BEGIN Data extracts

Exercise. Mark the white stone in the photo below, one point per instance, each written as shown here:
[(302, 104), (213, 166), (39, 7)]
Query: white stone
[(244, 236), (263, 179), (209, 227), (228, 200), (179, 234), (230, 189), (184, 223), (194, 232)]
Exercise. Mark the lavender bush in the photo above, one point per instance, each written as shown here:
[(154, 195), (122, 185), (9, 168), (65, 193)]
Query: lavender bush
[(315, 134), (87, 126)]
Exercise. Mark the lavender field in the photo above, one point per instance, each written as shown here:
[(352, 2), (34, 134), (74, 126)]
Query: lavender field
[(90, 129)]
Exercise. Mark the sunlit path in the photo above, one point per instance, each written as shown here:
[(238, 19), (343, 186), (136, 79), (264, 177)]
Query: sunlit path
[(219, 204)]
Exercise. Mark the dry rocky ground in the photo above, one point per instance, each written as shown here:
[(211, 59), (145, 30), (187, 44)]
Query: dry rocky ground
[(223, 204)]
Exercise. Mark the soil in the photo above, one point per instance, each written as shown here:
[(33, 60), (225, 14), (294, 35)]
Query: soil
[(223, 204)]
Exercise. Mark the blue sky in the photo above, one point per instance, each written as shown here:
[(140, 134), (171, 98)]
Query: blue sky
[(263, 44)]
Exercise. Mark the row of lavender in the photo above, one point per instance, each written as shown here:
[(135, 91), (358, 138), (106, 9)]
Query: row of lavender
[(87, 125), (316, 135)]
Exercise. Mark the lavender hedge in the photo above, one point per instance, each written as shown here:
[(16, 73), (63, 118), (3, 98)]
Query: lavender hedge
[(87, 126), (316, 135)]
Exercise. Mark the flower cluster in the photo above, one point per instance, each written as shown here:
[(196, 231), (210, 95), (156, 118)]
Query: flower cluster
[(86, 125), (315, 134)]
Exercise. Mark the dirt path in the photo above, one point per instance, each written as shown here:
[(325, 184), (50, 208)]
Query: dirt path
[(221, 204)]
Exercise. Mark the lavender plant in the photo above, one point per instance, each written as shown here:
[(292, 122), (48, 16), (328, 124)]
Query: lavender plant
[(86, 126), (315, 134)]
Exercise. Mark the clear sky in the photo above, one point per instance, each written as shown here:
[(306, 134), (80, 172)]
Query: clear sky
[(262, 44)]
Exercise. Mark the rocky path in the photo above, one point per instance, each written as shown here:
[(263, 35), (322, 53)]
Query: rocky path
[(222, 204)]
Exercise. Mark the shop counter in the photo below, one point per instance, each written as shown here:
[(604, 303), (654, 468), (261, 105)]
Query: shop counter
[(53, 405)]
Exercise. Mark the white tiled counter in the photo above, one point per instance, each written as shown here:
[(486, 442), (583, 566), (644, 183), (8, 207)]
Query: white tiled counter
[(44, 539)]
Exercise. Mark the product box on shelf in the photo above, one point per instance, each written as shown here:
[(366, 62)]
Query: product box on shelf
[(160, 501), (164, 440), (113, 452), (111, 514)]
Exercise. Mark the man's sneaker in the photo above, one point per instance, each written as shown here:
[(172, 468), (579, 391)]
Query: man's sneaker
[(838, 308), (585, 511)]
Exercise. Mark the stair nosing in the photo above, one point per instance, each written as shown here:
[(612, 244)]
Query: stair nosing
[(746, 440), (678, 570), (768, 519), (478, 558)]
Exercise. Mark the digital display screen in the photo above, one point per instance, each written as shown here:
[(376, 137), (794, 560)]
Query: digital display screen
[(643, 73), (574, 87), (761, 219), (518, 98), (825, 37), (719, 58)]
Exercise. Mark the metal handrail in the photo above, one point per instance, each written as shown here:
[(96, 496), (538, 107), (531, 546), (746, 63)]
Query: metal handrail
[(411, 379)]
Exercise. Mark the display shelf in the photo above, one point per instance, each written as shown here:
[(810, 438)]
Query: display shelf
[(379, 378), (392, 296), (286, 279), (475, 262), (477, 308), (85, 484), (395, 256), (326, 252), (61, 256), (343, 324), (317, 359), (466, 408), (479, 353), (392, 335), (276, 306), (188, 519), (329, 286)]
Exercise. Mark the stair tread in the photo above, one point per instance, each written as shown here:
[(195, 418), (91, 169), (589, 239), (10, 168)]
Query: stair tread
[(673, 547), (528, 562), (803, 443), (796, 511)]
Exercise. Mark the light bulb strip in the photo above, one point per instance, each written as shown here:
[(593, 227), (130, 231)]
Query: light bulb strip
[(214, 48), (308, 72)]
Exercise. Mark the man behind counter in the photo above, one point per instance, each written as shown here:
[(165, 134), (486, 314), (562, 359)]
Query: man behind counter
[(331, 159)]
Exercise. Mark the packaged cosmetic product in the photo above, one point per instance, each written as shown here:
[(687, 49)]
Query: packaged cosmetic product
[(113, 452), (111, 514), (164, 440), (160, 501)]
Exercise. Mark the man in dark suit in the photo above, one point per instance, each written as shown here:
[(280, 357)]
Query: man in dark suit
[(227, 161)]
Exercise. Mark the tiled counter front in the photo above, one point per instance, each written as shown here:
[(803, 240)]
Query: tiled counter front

END Data extracts

Give again, exactly, every line from the one holding "Query: digital display screen" to the last line of the data.

Query: digital display screen
[(643, 73), (574, 87), (761, 219), (518, 98), (825, 37), (719, 58)]
Exercise. Mark the metal handrail in the photo above, one point per instance, each written as shown here:
[(96, 496), (538, 107), (531, 546), (746, 63)]
Query: metal handrail
[(411, 379)]
Exercise. Mark the display shelf in the photo above, one point per instance, each written as shown here:
[(810, 438)]
Query: display shelf
[(379, 378), (392, 296), (286, 279), (475, 262), (477, 308), (85, 484), (395, 256), (326, 252), (61, 256), (343, 324), (317, 359), (466, 408), (479, 353), (392, 335), (276, 306), (188, 519), (329, 286)]
Exercise. Mark the stair tread in the photo above, one point per instance, each written as shown here:
[(195, 418), (91, 169), (589, 239), (10, 168)]
Query: stair tread
[(673, 547), (528, 562), (803, 443), (796, 511)]
Exercise. Mark the light bulb strip in the photo above, one point per instance, each written as shown here:
[(593, 227), (130, 231)]
Query: light bulb strip
[(214, 48), (308, 72)]
Exercise. Mark the man behind counter in the photo above, one point per instance, each written as shown here:
[(165, 134), (486, 314), (562, 359)]
Query: man behind counter
[(331, 159)]
Exercise. Mark the packaged cosmetic product in the photo above, one point per instance, each written as shown here:
[(687, 49)]
Query: packaged cosmetic product
[(113, 452), (111, 514), (164, 440), (160, 501)]
Exercise. Mark the man in dark suit in the photo above, one point per instance, each written as shown here:
[(280, 357)]
Query: man in dark suit
[(227, 161)]
Exercise. Mark the tiled counter front in the photo above, one point per instance, each written as shown here:
[(803, 240)]
Query: tiled counter front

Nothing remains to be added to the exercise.